▸ **What needs to be done**:
Tally the lines in the data below that contain the string "girl", treating uppercase and lowercase as different. Reply with the number alone.

▸ **Extracted data**:

***

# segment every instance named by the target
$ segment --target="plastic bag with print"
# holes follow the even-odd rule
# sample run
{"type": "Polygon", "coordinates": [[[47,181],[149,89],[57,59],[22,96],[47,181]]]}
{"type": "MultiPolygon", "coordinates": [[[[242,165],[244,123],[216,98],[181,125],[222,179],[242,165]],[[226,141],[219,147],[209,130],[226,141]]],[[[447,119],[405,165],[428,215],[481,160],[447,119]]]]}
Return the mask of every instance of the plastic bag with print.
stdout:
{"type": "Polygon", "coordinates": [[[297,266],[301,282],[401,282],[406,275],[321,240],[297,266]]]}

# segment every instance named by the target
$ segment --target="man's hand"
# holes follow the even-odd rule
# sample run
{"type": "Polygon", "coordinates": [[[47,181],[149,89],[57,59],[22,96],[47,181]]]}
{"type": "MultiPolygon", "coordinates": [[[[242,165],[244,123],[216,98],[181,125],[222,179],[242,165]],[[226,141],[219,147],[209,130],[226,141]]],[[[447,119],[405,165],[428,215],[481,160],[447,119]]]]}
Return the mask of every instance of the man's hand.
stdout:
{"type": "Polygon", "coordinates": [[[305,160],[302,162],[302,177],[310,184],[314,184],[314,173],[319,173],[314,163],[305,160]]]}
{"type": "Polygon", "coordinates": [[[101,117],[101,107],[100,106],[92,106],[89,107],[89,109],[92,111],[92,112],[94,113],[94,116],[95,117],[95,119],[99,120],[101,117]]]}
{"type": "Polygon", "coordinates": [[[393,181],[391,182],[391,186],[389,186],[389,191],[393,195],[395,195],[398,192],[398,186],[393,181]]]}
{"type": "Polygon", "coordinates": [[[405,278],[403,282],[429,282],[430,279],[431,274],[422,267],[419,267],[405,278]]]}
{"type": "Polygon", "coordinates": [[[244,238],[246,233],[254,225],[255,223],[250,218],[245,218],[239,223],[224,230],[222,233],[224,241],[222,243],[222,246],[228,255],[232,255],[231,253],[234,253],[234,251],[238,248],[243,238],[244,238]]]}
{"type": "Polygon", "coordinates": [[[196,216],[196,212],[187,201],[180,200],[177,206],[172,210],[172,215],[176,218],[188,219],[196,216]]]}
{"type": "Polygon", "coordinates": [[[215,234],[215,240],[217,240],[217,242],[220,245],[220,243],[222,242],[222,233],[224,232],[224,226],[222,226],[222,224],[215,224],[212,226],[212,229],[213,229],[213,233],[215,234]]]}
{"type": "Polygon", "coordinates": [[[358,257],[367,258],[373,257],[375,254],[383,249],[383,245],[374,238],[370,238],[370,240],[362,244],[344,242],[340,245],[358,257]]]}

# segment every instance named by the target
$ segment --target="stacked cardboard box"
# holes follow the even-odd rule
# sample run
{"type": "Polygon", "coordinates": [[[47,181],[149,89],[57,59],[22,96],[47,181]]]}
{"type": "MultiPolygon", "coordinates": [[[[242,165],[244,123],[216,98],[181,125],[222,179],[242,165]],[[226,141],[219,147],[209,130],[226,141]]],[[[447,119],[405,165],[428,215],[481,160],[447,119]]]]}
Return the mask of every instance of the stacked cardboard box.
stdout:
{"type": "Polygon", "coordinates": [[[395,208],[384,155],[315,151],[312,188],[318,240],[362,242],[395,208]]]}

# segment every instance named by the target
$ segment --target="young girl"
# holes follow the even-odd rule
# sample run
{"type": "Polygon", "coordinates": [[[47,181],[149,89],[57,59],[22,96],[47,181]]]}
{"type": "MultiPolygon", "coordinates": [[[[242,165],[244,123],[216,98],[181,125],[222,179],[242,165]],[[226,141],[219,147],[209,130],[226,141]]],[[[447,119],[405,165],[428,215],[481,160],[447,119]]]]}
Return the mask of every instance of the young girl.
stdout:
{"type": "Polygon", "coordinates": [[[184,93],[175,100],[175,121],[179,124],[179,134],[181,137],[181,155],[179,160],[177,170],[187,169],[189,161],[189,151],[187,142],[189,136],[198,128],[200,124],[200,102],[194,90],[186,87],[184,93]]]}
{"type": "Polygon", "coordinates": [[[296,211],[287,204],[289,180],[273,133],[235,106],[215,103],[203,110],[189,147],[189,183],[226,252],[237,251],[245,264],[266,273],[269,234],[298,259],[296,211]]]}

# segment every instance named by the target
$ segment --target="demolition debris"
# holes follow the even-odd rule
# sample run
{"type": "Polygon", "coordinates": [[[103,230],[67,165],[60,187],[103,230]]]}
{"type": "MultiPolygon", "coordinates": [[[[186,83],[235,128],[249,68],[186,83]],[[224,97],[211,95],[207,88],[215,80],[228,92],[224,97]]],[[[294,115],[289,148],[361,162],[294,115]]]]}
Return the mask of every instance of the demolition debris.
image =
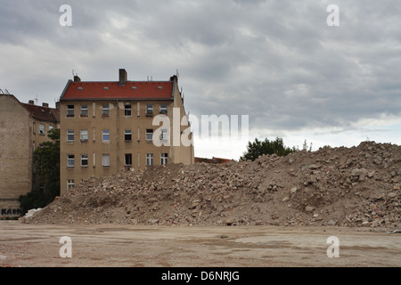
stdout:
{"type": "Polygon", "coordinates": [[[26,223],[399,227],[401,147],[264,155],[255,161],[91,177],[26,223]]]}

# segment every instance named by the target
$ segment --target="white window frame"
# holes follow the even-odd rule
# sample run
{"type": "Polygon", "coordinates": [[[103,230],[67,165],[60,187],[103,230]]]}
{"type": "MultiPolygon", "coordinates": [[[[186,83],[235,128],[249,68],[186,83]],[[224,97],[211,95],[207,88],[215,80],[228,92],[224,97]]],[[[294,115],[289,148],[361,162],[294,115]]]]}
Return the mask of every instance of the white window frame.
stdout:
{"type": "Polygon", "coordinates": [[[110,154],[103,154],[102,156],[102,166],[103,167],[110,167],[110,154]]]}
{"type": "Polygon", "coordinates": [[[132,106],[131,104],[125,104],[124,105],[124,116],[126,117],[131,117],[132,116],[132,106]],[[129,107],[129,108],[127,108],[129,107]]]}
{"type": "Polygon", "coordinates": [[[153,105],[146,105],[146,116],[153,116],[153,105]]]}
{"type": "Polygon", "coordinates": [[[67,167],[75,167],[75,155],[73,154],[67,155],[67,167]]]}
{"type": "Polygon", "coordinates": [[[160,132],[160,141],[167,141],[168,140],[168,133],[167,128],[161,129],[160,132]]]}
{"type": "Polygon", "coordinates": [[[124,130],[124,141],[131,142],[132,141],[132,130],[124,130]],[[130,138],[127,139],[126,135],[129,135],[130,138]]]}
{"type": "Polygon", "coordinates": [[[145,136],[145,141],[147,142],[151,142],[153,141],[153,129],[151,128],[147,128],[146,129],[146,136],[145,136]],[[151,132],[150,132],[151,131],[151,132]]]}
{"type": "Polygon", "coordinates": [[[75,113],[74,105],[67,105],[67,117],[74,117],[75,115],[74,113],[75,113]]]}
{"type": "Polygon", "coordinates": [[[102,142],[110,142],[110,130],[102,130],[102,142]],[[105,140],[105,135],[108,135],[109,139],[105,140]]]}
{"type": "Polygon", "coordinates": [[[152,167],[153,165],[153,153],[146,153],[146,167],[152,167]]]}
{"type": "Polygon", "coordinates": [[[45,135],[45,125],[39,124],[39,134],[45,135]]]}
{"type": "Polygon", "coordinates": [[[167,114],[168,112],[168,105],[167,104],[160,104],[160,114],[167,114]]]}
{"type": "Polygon", "coordinates": [[[89,165],[89,157],[87,154],[81,154],[81,167],[87,167],[89,165]],[[84,164],[84,162],[86,161],[86,164],[84,164]]]}
{"type": "Polygon", "coordinates": [[[67,179],[67,191],[71,190],[75,186],[74,179],[67,179]]]}
{"type": "Polygon", "coordinates": [[[81,130],[81,142],[87,142],[89,139],[89,131],[88,130],[81,130]]]}
{"type": "Polygon", "coordinates": [[[87,105],[81,105],[81,117],[86,118],[89,116],[89,110],[87,105]]]}
{"type": "Polygon", "coordinates": [[[160,165],[168,164],[168,153],[160,153],[160,165]]]}
{"type": "Polygon", "coordinates": [[[102,117],[110,117],[110,104],[102,104],[102,117]]]}
{"type": "Polygon", "coordinates": [[[124,165],[127,166],[127,167],[132,166],[132,153],[126,153],[126,154],[124,154],[124,165]],[[127,156],[130,156],[131,163],[127,163],[127,156]]]}
{"type": "Polygon", "coordinates": [[[74,134],[75,132],[74,132],[74,130],[67,130],[67,142],[74,142],[74,139],[75,139],[75,134],[74,134]],[[69,135],[70,136],[70,135],[72,135],[72,140],[70,140],[69,139],[69,135]]]}

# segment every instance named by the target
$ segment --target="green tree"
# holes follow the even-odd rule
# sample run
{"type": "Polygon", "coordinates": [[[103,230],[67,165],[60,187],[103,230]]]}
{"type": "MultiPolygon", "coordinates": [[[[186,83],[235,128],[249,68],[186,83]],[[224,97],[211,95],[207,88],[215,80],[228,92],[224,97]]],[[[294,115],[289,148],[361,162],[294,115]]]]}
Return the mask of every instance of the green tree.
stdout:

***

▸ **Task result**:
2